Work item – Could you return all of the listing below exactly, please?

Dataset extract –
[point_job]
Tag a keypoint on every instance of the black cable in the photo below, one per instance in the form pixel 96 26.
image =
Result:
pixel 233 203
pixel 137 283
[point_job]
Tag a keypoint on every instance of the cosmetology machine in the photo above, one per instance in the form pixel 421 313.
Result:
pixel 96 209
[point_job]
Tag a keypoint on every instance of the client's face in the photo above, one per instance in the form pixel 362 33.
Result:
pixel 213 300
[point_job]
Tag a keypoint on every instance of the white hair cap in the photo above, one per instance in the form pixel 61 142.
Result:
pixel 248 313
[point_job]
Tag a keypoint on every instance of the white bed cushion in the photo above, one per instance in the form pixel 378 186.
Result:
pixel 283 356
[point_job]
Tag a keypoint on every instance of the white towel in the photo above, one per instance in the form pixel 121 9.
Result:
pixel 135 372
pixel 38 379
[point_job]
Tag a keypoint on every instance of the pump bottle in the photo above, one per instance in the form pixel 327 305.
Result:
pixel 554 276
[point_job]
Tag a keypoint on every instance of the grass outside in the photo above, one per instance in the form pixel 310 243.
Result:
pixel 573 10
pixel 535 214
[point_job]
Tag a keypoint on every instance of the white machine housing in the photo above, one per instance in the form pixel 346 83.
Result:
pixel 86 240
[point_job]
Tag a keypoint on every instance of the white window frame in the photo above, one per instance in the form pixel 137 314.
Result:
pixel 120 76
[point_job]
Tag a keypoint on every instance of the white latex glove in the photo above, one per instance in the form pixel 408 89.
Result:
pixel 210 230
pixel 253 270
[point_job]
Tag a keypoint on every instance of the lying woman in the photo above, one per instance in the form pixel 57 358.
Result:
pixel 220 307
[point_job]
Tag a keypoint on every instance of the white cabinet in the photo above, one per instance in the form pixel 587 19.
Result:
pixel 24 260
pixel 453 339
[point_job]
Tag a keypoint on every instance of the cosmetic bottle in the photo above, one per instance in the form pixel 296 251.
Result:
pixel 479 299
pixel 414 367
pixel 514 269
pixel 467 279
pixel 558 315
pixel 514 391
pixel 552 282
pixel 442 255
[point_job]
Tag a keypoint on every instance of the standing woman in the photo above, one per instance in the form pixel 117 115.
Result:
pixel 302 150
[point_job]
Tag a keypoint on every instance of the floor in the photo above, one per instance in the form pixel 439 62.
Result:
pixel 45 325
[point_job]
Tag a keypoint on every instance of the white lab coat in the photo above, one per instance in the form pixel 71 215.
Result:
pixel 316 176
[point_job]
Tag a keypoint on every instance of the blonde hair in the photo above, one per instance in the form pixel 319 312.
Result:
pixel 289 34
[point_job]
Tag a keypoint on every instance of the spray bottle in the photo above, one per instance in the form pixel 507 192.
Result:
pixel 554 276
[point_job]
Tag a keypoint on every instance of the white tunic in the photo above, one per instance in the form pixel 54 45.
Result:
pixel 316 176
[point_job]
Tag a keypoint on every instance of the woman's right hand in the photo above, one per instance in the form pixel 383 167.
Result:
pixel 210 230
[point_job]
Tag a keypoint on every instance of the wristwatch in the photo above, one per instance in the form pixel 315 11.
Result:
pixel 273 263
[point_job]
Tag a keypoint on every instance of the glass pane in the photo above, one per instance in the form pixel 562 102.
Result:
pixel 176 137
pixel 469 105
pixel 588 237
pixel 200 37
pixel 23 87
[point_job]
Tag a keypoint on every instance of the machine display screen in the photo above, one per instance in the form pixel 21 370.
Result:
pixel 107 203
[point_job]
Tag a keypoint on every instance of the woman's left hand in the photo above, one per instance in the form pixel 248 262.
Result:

Reply to the exercise –
[point_job]
Tag a keypoint on every instance of the black cable in the photo below, one per instance in the form pixel 96 26.
image =
Result:
pixel 233 203
pixel 137 283
[point_job]
Tag a keypoint on every instance of the cosmetology machine in the photo above, one per instance in the form pixel 421 313.
Result:
pixel 96 209
[point_job]
Tag a keypoint on every instance of the client's face in the photo above, one per instance in the form pixel 362 33.
Result:
pixel 213 300
[point_job]
Tag a keypoint on every instance of the white hair cap in the photo above, one per instance in the form pixel 61 142.
Result:
pixel 248 313
[point_job]
Tag a keypoint on every instance of the white bed cushion in the photo above, one per instance in the form pixel 378 186.
Result:
pixel 283 356
[point_job]
Tag a keypoint on every instance of the white towel in the photo above, one per instance in the form pixel 121 9.
Result:
pixel 135 372
pixel 38 379
[point_job]
Tag a keypoint on every instance of the pump bottle in the photo above, one per instance in the form pixel 327 305.
Result:
pixel 554 276
[point_job]
Tag a keypoint on every instance of the grass outside in the photo above, one per instance in the form pixel 310 243.
Result:
pixel 573 10
pixel 535 214
[point_job]
Tag a keypoint on every instance of the white machine housing in the photo above, one per instance in the form pixel 346 83.
Result:
pixel 86 240
[point_job]
Tag a keypoint on every instance of the white window frame in the photo above, one per instance in the form pixel 137 314.
Result:
pixel 120 76
[point_job]
Tag a keypoint on every instance of the white latex glove in the photo above, one per instance in the form pixel 408 89.
Result:
pixel 210 230
pixel 253 270
[point_job]
Tag a keypoint on every instance of the lying woman in the photo above, one per instance in the form pixel 57 358.
Result:
pixel 220 307
[point_job]
Tag a keypoint on every instance of the white cabinet in the photo above, one per instance in the form pixel 587 19.
Result:
pixel 24 260
pixel 453 339
[point_job]
Tag a keypoint on every instance of the cosmetic bottle in the photo above, one per instance in the form pixel 296 251.
Result:
pixel 479 299
pixel 414 367
pixel 514 269
pixel 467 279
pixel 558 315
pixel 514 391
pixel 552 282
pixel 442 255
[point_job]
Tag a keypoint on every instance of the standing woman in the photo above, one per instance in the form pixel 117 115.
Result:
pixel 302 150
[point_job]
Tag a keypoint on every instance of the floor in the photo above, one per instance in the form pixel 439 62.
Result:
pixel 45 325
[point_job]
Tag a keypoint on every instance of the white lab coat in the photo above, one per instance in the form pixel 71 215.
Result:
pixel 316 176
[point_job]
Tag a keypoint on every instance of the blonde hair in the photo above, one per instance in the form pixel 319 312.
Result:
pixel 289 34
[point_job]
Tag a keypoint on every instance of the spray bottle in the photo above, one per instance in the form pixel 507 192.
Result:
pixel 554 276
[point_job]
Tag a keypoint on every instance of the white tunic in the photo above, one per instance in the form pixel 54 45.
Result:
pixel 316 176
[point_job]
Tag a keypoint on every instance of the woman's right hand in the photo above, one per instance in the form pixel 383 167.
Result:
pixel 210 230
[point_job]
Tag a keypoint on every instance of the wristwatch in the photo above, one per instance in the form pixel 315 11.
Result:
pixel 273 263
[point_job]
Tag a keypoint on every instance of the glass pane in the photo above, one per instance in the form pixel 562 102.
Result:
pixel 176 137
pixel 469 105
pixel 588 237
pixel 200 37
pixel 23 87
[point_job]
Tag a keypoint on every instance of the machine display screen in the photo above, one per instance in the form pixel 21 370.
Result:
pixel 107 203
[point_job]
Tag a keypoint on every instance of the woman's left hand in the photo above, one per instance in the form pixel 248 262.
Result:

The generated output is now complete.